**WHAT THIS TASK INVOLVES**
Retype all of the data word for word, without pictures.

+++ DATA SUPPLIED

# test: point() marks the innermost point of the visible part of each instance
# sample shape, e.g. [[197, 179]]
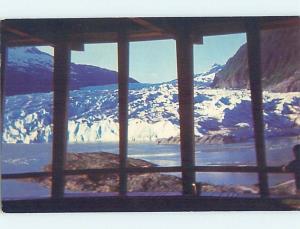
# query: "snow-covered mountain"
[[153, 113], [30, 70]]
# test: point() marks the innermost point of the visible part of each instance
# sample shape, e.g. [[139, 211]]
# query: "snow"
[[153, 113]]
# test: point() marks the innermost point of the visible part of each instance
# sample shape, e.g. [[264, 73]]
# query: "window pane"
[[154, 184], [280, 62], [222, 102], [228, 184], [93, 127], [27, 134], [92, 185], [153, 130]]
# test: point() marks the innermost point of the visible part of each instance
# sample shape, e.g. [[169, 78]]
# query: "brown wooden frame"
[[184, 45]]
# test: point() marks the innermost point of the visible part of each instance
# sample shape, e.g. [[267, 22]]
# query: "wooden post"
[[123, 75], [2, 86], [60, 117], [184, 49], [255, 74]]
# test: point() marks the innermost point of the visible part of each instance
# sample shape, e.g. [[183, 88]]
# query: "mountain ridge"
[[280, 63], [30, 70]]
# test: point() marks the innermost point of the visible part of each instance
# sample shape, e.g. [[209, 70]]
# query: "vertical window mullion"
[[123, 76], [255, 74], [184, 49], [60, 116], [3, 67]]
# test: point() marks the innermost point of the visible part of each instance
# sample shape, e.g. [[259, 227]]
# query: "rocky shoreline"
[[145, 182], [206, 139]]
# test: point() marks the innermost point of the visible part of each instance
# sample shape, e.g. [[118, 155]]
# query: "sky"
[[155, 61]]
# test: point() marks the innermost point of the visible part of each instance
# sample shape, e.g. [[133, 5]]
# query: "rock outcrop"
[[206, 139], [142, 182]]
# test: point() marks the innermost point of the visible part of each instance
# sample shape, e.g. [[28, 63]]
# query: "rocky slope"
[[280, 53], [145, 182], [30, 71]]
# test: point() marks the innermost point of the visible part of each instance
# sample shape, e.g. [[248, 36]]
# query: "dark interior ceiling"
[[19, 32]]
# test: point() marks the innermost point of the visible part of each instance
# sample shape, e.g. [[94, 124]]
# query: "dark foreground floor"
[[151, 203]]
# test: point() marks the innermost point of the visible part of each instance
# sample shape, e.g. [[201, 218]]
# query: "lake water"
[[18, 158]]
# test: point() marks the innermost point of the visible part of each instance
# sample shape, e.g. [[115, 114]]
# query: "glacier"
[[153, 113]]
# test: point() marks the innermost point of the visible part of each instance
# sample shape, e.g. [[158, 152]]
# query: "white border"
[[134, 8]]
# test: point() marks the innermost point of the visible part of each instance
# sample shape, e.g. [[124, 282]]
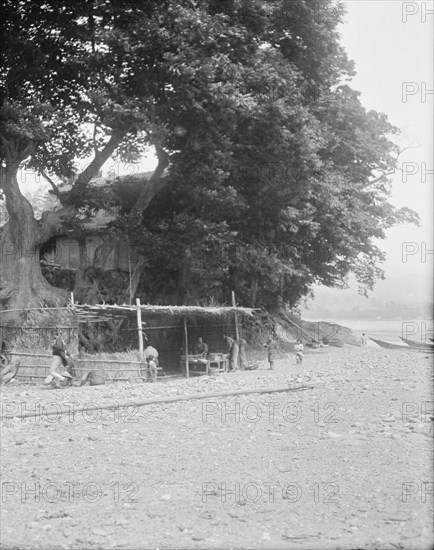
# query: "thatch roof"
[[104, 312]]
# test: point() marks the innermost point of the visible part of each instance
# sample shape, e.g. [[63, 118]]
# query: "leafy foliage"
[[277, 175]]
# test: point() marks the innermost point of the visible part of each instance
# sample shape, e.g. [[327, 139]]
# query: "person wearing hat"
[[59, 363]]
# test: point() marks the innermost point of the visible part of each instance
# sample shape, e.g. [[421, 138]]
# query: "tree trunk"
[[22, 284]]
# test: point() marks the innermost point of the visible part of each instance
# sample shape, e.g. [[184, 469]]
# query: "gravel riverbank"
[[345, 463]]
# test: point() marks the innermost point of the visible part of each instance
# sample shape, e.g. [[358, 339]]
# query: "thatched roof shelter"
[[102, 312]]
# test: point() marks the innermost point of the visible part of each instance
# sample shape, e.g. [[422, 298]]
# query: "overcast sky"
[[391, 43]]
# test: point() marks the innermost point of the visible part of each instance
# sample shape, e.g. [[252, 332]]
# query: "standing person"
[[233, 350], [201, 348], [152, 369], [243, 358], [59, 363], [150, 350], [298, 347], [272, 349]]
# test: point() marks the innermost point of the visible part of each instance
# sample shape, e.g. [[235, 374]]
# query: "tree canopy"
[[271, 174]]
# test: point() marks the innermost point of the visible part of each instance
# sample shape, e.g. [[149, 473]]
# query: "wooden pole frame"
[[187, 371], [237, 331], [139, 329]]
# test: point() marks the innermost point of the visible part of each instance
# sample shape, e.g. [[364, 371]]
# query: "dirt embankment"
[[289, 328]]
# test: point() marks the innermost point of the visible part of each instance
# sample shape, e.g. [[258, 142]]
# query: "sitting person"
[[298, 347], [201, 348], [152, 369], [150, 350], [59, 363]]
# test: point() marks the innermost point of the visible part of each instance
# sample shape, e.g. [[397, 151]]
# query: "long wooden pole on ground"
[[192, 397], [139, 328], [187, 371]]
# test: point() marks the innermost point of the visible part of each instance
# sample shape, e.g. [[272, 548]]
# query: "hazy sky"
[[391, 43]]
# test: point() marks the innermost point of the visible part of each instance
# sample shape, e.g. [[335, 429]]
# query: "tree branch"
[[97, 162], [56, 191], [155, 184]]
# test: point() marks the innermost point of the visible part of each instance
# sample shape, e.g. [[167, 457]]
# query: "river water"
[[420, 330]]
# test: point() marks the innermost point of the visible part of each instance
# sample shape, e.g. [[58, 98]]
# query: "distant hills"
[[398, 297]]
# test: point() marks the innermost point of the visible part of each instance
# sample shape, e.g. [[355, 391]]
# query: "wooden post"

++++++

**OUTPUT OF THE EXERCISE**
# test: point() marks the innermost point of the visible part of each instance
# sample shape, e.g. [[197, 179]]
# query: "snow-covered mountain"
[[153, 113], [30, 70]]
# test: point() marks the innermost point of the visible part of each instance
# sample shape, e.g. [[139, 211]]
# query: "snow"
[[153, 113]]
# test: point() marks the innermost point of the visible part of each instance
# sample shape, e.g. [[264, 73]]
# query: "window pane"
[[154, 184], [280, 62], [222, 102], [228, 184], [93, 127], [27, 134], [92, 185], [153, 130]]
# test: point() marks the innermost point of the visible part of each instance
# sample shape, e.g. [[169, 78]]
# query: "brown wooden frame"
[[184, 45]]
# test: point() marks the innermost point of the visible part of each instance
# sample shape, e.g. [[267, 22]]
# query: "wooden post"
[[123, 75], [2, 86], [60, 117], [184, 49], [255, 74]]
# test: point() marks the innermost point of the visible part of each instance
# sample shape, e.g. [[183, 88]]
# query: "mountain ridge"
[[280, 63], [30, 70]]
# test: point() marks the innermost point of the visible part of each instance
# sample shape, e.g. [[209, 70]]
# query: "vertical window mullion"
[[123, 76], [255, 74], [184, 49], [60, 116], [3, 67]]
# test: point() marks the innermost point of the visible part of each instance
# sample shape, e.g. [[259, 227]]
# query: "rocky shoreline"
[[145, 182], [206, 139]]
# test: point() marks the innermost point of the visible part of each instance
# sample shape, e.g. [[118, 155]]
# query: "sky"
[[155, 61]]
# test: point() marks the innermost point of the visible part of each instance
# sample shape, e.g. [[133, 5]]
# query: "rock outcrop"
[[206, 139], [142, 182]]
# test: point() marks the innermost point of the visible part of each instance
# sample shape, e.g. [[28, 63]]
# query: "rocky slope"
[[280, 53], [145, 182], [30, 71]]
# test: point() marks the innermost point of the visible part of each instance
# sample shape, e.g. [[248, 36]]
# query: "dark interior ceiling"
[[19, 32]]
# test: point() marks the innermost point of the visible part of each instance
# sample shape, e.g. [[94, 124]]
# query: "dark foreground floor"
[[151, 203]]
# test: point() marks the innermost point of the visible part of each instance
# sample shape, e.g. [[201, 218]]
# query: "lake water"
[[18, 158]]
# test: point() marks the innermost point of the visible part of each instance
# sample shape, e.g. [[115, 114]]
# query: "glacier"
[[153, 113]]
# test: point() marks the innermost point of the visible part of each instance
# sample shape, e.g. [[158, 152]]
# query: "white border"
[[134, 8]]
# test: point() marks the innermost point of the visible part of each instance
# sample shape, e.g. [[124, 282]]
# query: "thatch roof"
[[104, 312]]
# test: point() marks the innermost point of the visible part of each instance
# sample shape, e.g. [[63, 118]]
# query: "leafy foliage"
[[277, 175]]
# test: point() marks the innermost point of the visible part of each instance
# sample shape, e.g. [[327, 139]]
# query: "person wearing hat"
[[59, 363]]
# test: point() marks the innermost point of the visible part of each instance
# sample shape, e.g. [[421, 138]]
# query: "tree trunk"
[[22, 284]]
# test: point() marks the innermost point of the visible part of each instance
# sample shape, e.g. [[184, 469]]
# query: "gravel riverbank"
[[345, 463]]
# test: point() marks the innermost point of the visible part of each instance
# sample shape, e.g. [[358, 339]]
# query: "thatched roof shelter"
[[102, 312]]
# test: point() marks the innermost point of the visible part of each instance
# sample shape, e.g. [[422, 298]]
# query: "overcast sky"
[[391, 43]]
# test: point() marks the innermost point of the visible part of each instance
# sample shape, e.g. [[252, 332]]
# query: "standing person"
[[233, 350], [201, 348], [152, 369], [243, 358], [59, 363], [150, 350], [298, 347], [272, 349]]
# test: point() marks the innermost point of the visible part of each instance
# sample shape, e.g. [[235, 374]]
# query: "tree canopy"
[[271, 174]]
# test: point() marks the innermost point of the visible part of each instance
# sample shape, e.g. [[149, 473]]
# query: "wooden pole frame"
[[187, 371], [237, 331], [139, 329]]
# test: point() marks the innermost point of the visible part of each instance
# sample shape, e.g. [[364, 371]]
# query: "dirt embankment"
[[289, 328]]
# test: point() marks the innermost point of the visible part of each instance
# sample shape, e.g. [[258, 142]]
# query: "sitting person"
[[298, 347], [201, 348], [152, 369], [150, 350], [59, 363]]
# test: point() marks the innermost point of the visible part of each instance
# sample shape, e.g. [[397, 151]]
# query: "long wooden pole on ground"
[[192, 397], [139, 328], [187, 371]]
# test: point() marks the innermost point of the visible part of each instance
# sample shape, e.g. [[272, 548]]
# query: "hazy sky"
[[391, 43]]
# test: point() marks the innermost point of the visible part of each instance
# sample shape, e.g. [[335, 429]]
# query: "tree branch"
[[97, 162], [56, 191], [155, 184]]
# test: point() marks the innermost point of the visible part of each instance
# sample shape, e.g. [[167, 457]]
# query: "river water"
[[420, 330]]
# test: point() marks the innermost point of the visible part of each instance
# sample shape, e.g. [[58, 98]]
# query: "distant hills"
[[398, 297]]
# test: point() marks the innermost point of the visible part of each instance
# sample shape, e.g. [[355, 391]]
# query: "wooden post"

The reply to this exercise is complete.